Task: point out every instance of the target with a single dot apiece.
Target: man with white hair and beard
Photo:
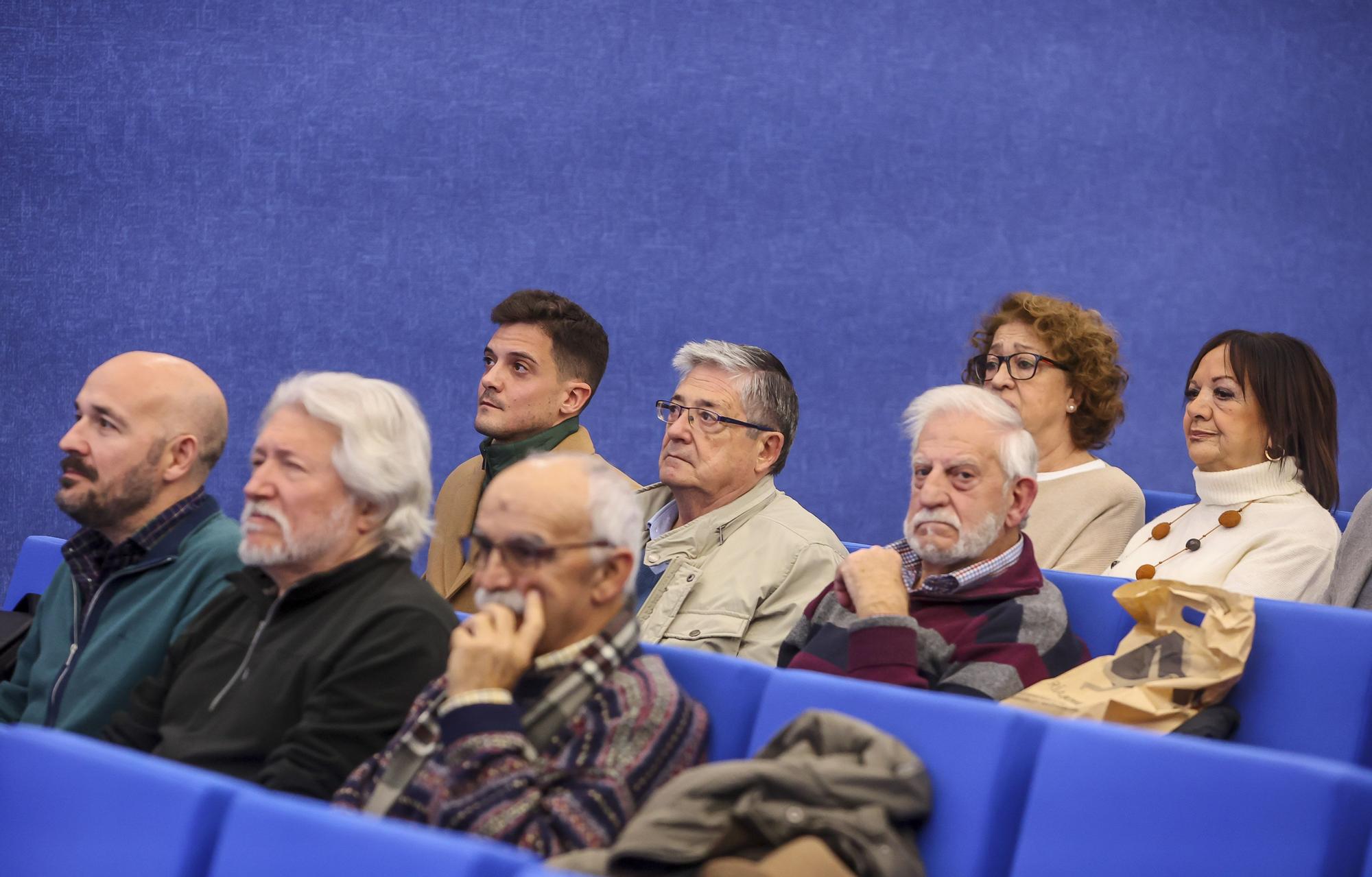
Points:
(308, 661)
(960, 603)
(551, 725)
(152, 551)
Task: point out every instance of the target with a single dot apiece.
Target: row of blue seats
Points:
(1307, 688)
(1015, 794)
(1159, 502)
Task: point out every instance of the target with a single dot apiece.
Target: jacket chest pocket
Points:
(718, 632)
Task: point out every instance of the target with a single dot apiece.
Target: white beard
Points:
(512, 601)
(971, 543)
(296, 547)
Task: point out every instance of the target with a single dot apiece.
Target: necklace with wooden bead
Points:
(1163, 529)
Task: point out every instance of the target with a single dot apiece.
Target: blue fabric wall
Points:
(272, 187)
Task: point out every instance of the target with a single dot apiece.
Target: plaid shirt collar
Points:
(93, 558)
(957, 581)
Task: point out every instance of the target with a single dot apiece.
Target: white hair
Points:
(765, 387)
(383, 454)
(611, 506)
(1019, 454)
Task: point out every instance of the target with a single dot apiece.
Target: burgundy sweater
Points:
(990, 640)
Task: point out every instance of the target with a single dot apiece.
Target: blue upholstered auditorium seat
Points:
(980, 758)
(1093, 610)
(71, 805)
(729, 687)
(1122, 802)
(39, 560)
(272, 835)
(1308, 684)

● ● ●

#### Task to carry out:
If a record holds a picture, drop the picture and reproduce everything else exactly.

#### Answer space:
Task: point out every instance of the target with a single dot apiece.
Target: man with white hair and beard
Photo:
Points:
(308, 661)
(960, 603)
(551, 725)
(152, 551)
Task: point out every instance of the target with a single dot apiece.
Target: row of blue seats
Points:
(1307, 688)
(1015, 794)
(1159, 502)
Task: point out every instance of the target with a single dot apiece.
Target: jacket chest pocket
Points:
(718, 632)
Task: point out every instance of the target with a single dot apiece.
Target: white beard
Points:
(512, 601)
(971, 543)
(296, 547)
Task: point out every instance of the target with a single dot apiece.
Target: necklace with wooden bead
Points:
(1163, 529)
Task: point out every instance of the target with a single dot apiece.
Target: blue fabric wall
Points:
(272, 187)
Task: point out every instance of the target with a single dot apiece.
Target: plaid shirt collar
Points:
(93, 558)
(957, 581)
Task: point out every instance of the target with a single dot apiece.
Target: white hair
Points:
(765, 387)
(383, 454)
(611, 506)
(1019, 454)
Task: point out every instance of the target with a single dot apiece.
Target: burgundy sweater
Points:
(990, 640)
Task: point out every instance of the target with a single dot apiece.
Target: blue upholstered auditorium seat
Points:
(980, 758)
(1093, 610)
(71, 805)
(729, 687)
(1122, 802)
(39, 560)
(272, 835)
(1308, 684)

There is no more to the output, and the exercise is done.